(What needs to be done)
Render every line of the material below as a Markdown table with the columns "No." and "Line", numbering the rows in order and leaving out blank lines.

+++++

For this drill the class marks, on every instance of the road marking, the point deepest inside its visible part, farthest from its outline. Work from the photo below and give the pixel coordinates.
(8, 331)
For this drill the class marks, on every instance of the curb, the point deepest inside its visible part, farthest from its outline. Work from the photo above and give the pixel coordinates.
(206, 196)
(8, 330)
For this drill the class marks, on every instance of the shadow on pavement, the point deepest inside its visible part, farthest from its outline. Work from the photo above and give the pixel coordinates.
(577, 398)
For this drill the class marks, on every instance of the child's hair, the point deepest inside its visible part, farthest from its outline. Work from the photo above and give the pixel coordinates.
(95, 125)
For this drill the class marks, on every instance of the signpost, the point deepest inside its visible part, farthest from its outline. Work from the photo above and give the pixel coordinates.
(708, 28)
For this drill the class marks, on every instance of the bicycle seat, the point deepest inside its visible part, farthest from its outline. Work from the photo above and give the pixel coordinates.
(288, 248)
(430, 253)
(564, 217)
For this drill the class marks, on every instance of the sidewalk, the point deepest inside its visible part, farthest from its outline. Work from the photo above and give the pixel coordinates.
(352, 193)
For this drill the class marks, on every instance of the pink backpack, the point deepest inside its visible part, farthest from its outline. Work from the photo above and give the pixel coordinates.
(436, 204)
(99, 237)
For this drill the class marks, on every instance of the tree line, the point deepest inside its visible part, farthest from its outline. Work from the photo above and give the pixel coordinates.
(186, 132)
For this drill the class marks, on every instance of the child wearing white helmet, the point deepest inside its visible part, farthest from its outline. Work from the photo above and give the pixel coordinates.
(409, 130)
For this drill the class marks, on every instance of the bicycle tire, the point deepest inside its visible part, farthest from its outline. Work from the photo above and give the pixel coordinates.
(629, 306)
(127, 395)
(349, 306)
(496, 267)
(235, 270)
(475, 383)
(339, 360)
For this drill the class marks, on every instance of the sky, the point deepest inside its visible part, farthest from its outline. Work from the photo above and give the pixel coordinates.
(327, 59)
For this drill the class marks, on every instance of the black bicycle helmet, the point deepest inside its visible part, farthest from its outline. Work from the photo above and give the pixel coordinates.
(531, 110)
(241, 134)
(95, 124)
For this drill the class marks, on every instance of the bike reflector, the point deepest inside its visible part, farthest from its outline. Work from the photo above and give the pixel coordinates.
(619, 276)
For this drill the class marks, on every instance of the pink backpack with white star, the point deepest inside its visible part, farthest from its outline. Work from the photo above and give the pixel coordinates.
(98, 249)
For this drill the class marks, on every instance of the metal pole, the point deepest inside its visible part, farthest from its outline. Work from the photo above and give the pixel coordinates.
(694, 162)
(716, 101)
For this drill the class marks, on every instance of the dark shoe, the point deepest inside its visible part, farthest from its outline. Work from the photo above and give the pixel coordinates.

+++++

(Result below)
| No. | Line |
|---|---|
| 1 | For this drill the class marks, on every instance of the road marking, the point deepest inside its visible part, farthest from its outline. Work from the photo below and give the pixel coordinates. |
| 2 | (8, 331) |
| 3 | For this drill the class marks, on every instance of the curb, the point deepest inside its visible part, farthest from its outline. Work from the photo above and give the pixel coordinates. |
| 4 | (206, 196) |
| 5 | (8, 330) |
| 6 | For this drill the class marks, on every instance of the shadow on pavement, the point deepest inside its visible part, farthest from its outline. Work from the photo above and give the pixel coordinates. |
| 7 | (577, 398) |
| 8 | For this drill the class marks, on every instance of the child's hair, the point deepest inside its visible part, farthest from its outline. Work from the photo above and give the pixel coordinates. |
| 9 | (95, 125) |
| 10 | For this drill the class marks, on every instance of the signpost, the point deepest inside its visible part, farthest from its outline. Work from the photo above and give the pixel coordinates. |
| 11 | (708, 28) |
| 12 | For this drill the class marks, on every instance of the bicycle seat, the point deepest inside its visible part, farthest from its outline. Work from the photo above and give the pixel coordinates. |
| 13 | (288, 248) |
| 14 | (430, 253) |
| 15 | (564, 217) |
| 16 | For this drill the class marks, on every instance of the sidewalk, the point deepest inside its visible part, farthest from its outline. Work from the photo above and give the pixel coordinates. |
| 17 | (352, 193) |
| 18 | For this drill the class marks, on every instance of the pink backpack, the point deepest inside its visible part, farthest from its outline. Work from the photo above and give the pixel coordinates. |
| 19 | (436, 204) |
| 20 | (99, 237) |
| 21 | For this drill the class marks, on every instance of the tree line, the point deepest inside its visible part, farthest from its outline. Work from the photo above and give the pixel coordinates. |
| 22 | (186, 132) |
| 23 | For this drill the class marks, on every instance of the child wearing white helmet, the point deepest inside its visible part, farthest from its outline. Work from the photo above and give the pixel coordinates. |
| 24 | (409, 130) |
| 25 | For this drill the class marks, on every instance of the bicycle tire, the point deepest inside its visible part, farthest from its outline. Work from the photo above and give the pixel coordinates. |
| 26 | (629, 306) |
| 27 | (127, 395) |
| 28 | (349, 306) |
| 29 | (496, 267) |
| 30 | (235, 270) |
| 31 | (475, 383) |
| 32 | (339, 360) |
| 33 | For this drill the class marks, on every instance of the sky, the point deepest inside its visible part, farthest from its outline. Work from the photo above and give the pixel coordinates. |
| 34 | (327, 59) |
| 35 | For this drill the class marks, on every instance of the black bicycle helmet, the point deepest inside its visible part, farthest from its outline. Work from the photo above and give the pixel coordinates. |
| 36 | (531, 110) |
| 37 | (241, 134) |
| 38 | (95, 124) |
| 39 | For this drill the class marks, on every instance of the bike reflector, the point deepest inside its visible part, farthest from its outline. Work from the photo above and give the pixel coordinates. |
| 40 | (619, 276) |
| 41 | For this drill the class marks, on every instance of the pink backpack with white star, the point deepest inside its visible part, farthest from its outline. Work from the photo above and give the pixel coordinates. |
| 42 | (98, 249) |
| 43 | For this drill the class marks, on every instance of the metal pole, the point deepest inside its visible part, farthest from its outline. Work from the photo above and give the pixel coordinates. |
| 44 | (694, 162) |
| 45 | (716, 101) |
| 46 | For this drill the class marks, on every instance of the dark shoe, the point deepest inside its visible part, farthest from its outline. Work from the photo above and give the pixel coordinates. |